Exercise
Return verbatim the run of lines that opens with the line holding "Each instance of the semi" and closes with the last line of the records.

The data
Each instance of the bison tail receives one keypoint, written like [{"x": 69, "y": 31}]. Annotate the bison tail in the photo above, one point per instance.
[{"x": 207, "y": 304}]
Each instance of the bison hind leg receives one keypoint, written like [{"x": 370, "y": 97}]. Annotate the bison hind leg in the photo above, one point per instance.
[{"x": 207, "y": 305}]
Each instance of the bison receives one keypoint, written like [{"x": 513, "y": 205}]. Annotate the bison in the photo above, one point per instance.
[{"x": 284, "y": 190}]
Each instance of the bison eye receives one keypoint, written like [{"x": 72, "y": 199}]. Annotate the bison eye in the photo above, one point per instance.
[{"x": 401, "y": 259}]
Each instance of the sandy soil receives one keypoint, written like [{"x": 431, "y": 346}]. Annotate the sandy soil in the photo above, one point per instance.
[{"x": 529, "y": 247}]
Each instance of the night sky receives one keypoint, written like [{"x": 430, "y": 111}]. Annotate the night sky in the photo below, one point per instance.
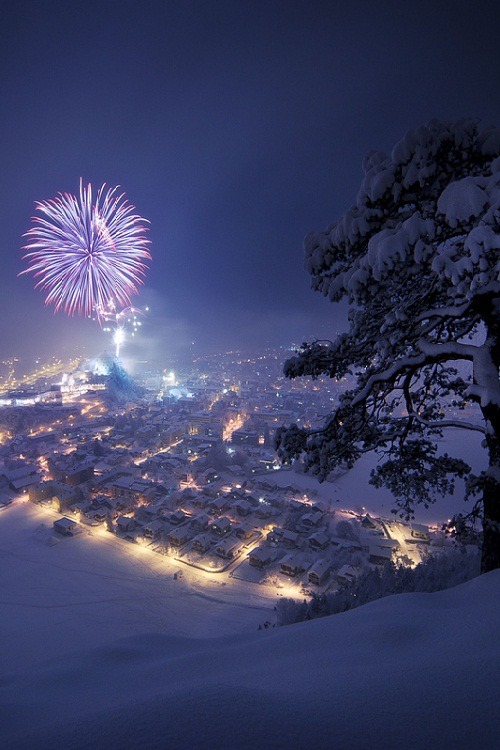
[{"x": 235, "y": 128}]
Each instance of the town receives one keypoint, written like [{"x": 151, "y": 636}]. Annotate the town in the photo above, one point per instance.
[{"x": 182, "y": 463}]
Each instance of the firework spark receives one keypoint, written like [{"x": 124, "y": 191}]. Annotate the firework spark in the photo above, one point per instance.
[{"x": 87, "y": 255}]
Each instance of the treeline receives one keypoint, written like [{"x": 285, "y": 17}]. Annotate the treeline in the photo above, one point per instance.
[{"x": 438, "y": 572}]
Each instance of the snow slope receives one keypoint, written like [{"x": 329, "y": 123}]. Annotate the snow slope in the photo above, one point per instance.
[
  {"x": 411, "y": 671},
  {"x": 352, "y": 489}
]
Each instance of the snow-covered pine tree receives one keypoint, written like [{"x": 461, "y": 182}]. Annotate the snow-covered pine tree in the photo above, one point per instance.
[{"x": 418, "y": 260}]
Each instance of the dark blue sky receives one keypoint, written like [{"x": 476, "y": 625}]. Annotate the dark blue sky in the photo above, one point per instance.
[{"x": 234, "y": 127}]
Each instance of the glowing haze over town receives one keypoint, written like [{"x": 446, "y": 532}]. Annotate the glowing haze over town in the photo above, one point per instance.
[{"x": 162, "y": 163}]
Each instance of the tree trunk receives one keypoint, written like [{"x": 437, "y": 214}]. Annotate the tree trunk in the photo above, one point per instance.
[{"x": 490, "y": 559}]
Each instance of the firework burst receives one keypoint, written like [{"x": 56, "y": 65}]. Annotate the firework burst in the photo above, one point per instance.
[{"x": 87, "y": 255}]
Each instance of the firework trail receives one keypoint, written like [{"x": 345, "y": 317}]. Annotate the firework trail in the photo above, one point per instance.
[{"x": 87, "y": 255}]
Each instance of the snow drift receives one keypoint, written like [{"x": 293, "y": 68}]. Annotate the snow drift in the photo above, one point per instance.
[{"x": 411, "y": 671}]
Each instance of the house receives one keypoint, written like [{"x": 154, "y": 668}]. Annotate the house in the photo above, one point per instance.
[
  {"x": 201, "y": 543},
  {"x": 66, "y": 527},
  {"x": 319, "y": 540},
  {"x": 228, "y": 548},
  {"x": 420, "y": 532},
  {"x": 179, "y": 537},
  {"x": 125, "y": 524},
  {"x": 221, "y": 526},
  {"x": 290, "y": 539},
  {"x": 319, "y": 572},
  {"x": 244, "y": 530},
  {"x": 218, "y": 505},
  {"x": 200, "y": 522},
  {"x": 177, "y": 517},
  {"x": 152, "y": 529},
  {"x": 275, "y": 536},
  {"x": 260, "y": 557},
  {"x": 294, "y": 564},
  {"x": 309, "y": 520},
  {"x": 243, "y": 507}
]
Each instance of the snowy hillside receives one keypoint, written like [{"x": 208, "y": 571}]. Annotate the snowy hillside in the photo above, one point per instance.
[{"x": 410, "y": 671}]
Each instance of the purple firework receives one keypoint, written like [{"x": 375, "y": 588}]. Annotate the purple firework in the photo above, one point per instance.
[{"x": 87, "y": 255}]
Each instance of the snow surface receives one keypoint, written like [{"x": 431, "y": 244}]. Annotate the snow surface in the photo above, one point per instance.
[
  {"x": 349, "y": 490},
  {"x": 87, "y": 661}
]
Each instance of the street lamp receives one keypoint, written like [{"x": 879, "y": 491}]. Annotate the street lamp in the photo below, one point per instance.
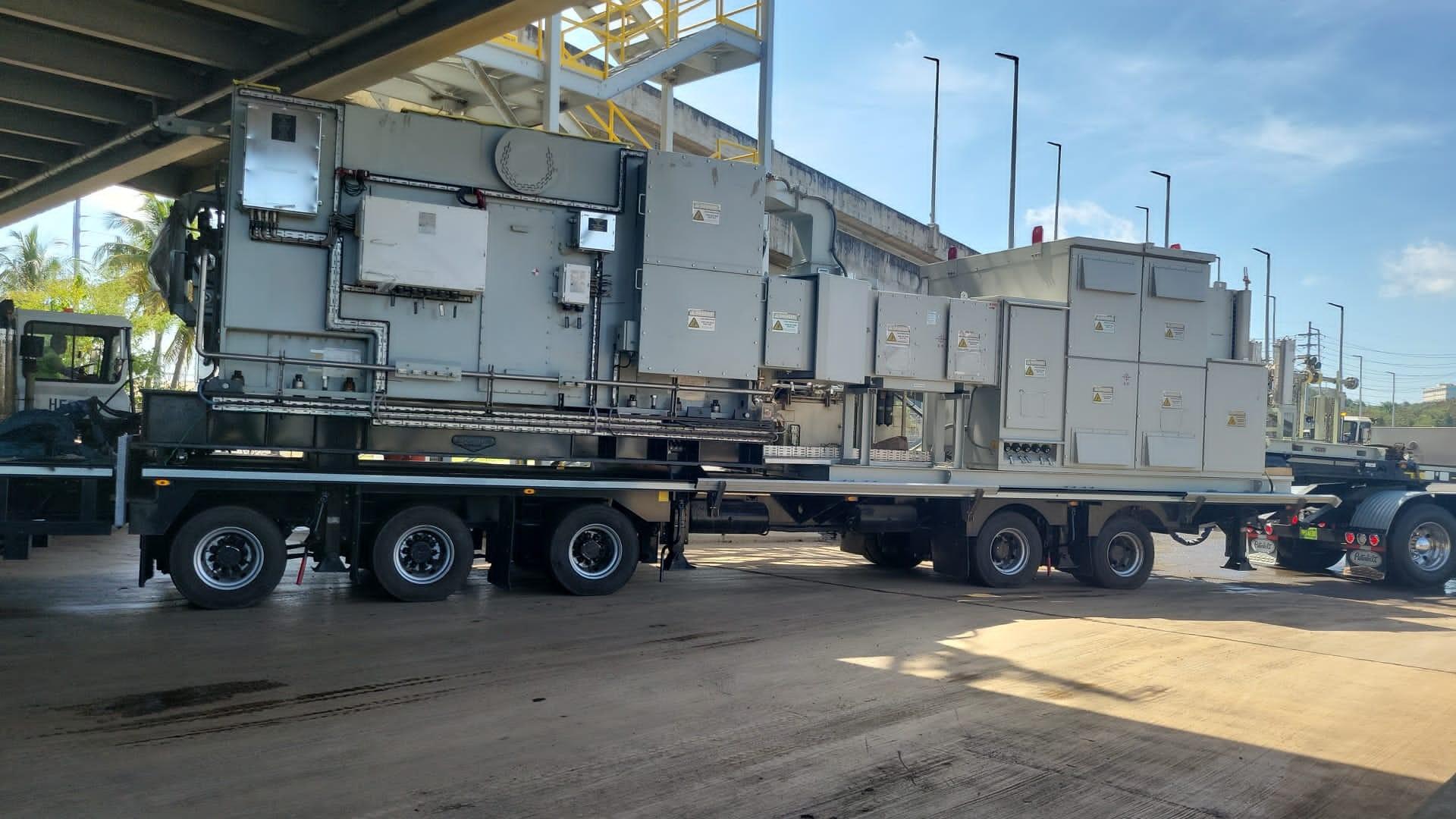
[
  {"x": 1340, "y": 372},
  {"x": 935, "y": 134},
  {"x": 1360, "y": 376},
  {"x": 1392, "y": 397},
  {"x": 1269, "y": 268},
  {"x": 1015, "y": 96},
  {"x": 1056, "y": 209},
  {"x": 1168, "y": 202}
]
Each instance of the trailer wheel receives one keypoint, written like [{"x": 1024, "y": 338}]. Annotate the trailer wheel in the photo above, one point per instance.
[
  {"x": 422, "y": 553},
  {"x": 893, "y": 550},
  {"x": 1006, "y": 551},
  {"x": 593, "y": 550},
  {"x": 1420, "y": 545},
  {"x": 1122, "y": 554},
  {"x": 1307, "y": 558},
  {"x": 228, "y": 557}
]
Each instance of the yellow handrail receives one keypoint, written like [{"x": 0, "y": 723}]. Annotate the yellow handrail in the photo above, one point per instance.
[{"x": 736, "y": 152}]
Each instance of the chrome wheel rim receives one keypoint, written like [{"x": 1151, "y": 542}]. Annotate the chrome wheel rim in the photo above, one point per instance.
[
  {"x": 1125, "y": 554},
  {"x": 424, "y": 554},
  {"x": 1009, "y": 551},
  {"x": 596, "y": 551},
  {"x": 1430, "y": 547},
  {"x": 228, "y": 558}
]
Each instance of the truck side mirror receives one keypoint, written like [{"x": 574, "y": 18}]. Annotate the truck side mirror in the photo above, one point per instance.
[{"x": 33, "y": 347}]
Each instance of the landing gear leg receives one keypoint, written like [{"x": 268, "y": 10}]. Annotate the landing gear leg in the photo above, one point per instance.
[{"x": 1235, "y": 544}]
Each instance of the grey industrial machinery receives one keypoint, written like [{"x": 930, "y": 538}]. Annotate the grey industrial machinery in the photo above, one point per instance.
[{"x": 478, "y": 289}]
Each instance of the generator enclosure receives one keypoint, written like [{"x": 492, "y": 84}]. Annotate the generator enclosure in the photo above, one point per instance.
[{"x": 473, "y": 289}]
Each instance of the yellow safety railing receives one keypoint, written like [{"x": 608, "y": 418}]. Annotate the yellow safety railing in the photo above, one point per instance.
[
  {"x": 618, "y": 31},
  {"x": 609, "y": 126},
  {"x": 736, "y": 152}
]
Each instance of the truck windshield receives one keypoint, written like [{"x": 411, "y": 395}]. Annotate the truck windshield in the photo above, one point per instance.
[{"x": 76, "y": 352}]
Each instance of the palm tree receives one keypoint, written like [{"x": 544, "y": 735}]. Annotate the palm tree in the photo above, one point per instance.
[
  {"x": 28, "y": 264},
  {"x": 124, "y": 261}
]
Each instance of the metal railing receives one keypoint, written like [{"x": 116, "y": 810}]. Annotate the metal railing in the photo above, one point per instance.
[{"x": 619, "y": 31}]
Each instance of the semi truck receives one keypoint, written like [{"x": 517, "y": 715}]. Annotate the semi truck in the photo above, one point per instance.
[
  {"x": 433, "y": 340},
  {"x": 1395, "y": 519}
]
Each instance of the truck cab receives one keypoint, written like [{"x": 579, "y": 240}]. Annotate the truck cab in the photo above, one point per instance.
[{"x": 57, "y": 357}]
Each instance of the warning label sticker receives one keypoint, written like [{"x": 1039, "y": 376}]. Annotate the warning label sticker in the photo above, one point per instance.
[
  {"x": 783, "y": 321},
  {"x": 708, "y": 213},
  {"x": 705, "y": 321}
]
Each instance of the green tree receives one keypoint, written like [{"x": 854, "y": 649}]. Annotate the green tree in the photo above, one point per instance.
[{"x": 123, "y": 262}]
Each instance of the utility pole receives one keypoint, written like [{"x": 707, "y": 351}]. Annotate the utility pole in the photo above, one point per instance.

Worked solution
Each instance of the semi truck receives one keypoint, written like [{"x": 517, "y": 715}]. Annotate the semi truck in the photo above, one point per instance.
[
  {"x": 433, "y": 340},
  {"x": 1395, "y": 519}
]
Each instance of the truck cab receives one keypoint, written like [{"x": 579, "y": 240}]. Annotate the truck cab in the photo above, one point per instance.
[{"x": 57, "y": 357}]
Each instance of the warning label sticker receives one keypoint, written like [{"x": 1039, "y": 376}]. Annotate the warning label sticker in the photo above, one point per instance.
[
  {"x": 783, "y": 321},
  {"x": 708, "y": 213},
  {"x": 705, "y": 321}
]
Each instance of the green tree receives one keypoint, written like [{"x": 854, "y": 649}]. Annotate the green tree in the photo above, one point per instance.
[{"x": 123, "y": 262}]
Each instance of the utility pole receives one keypoint, written like [{"x": 707, "y": 351}]. Annotate the utility pole in the photo above, one point per instance.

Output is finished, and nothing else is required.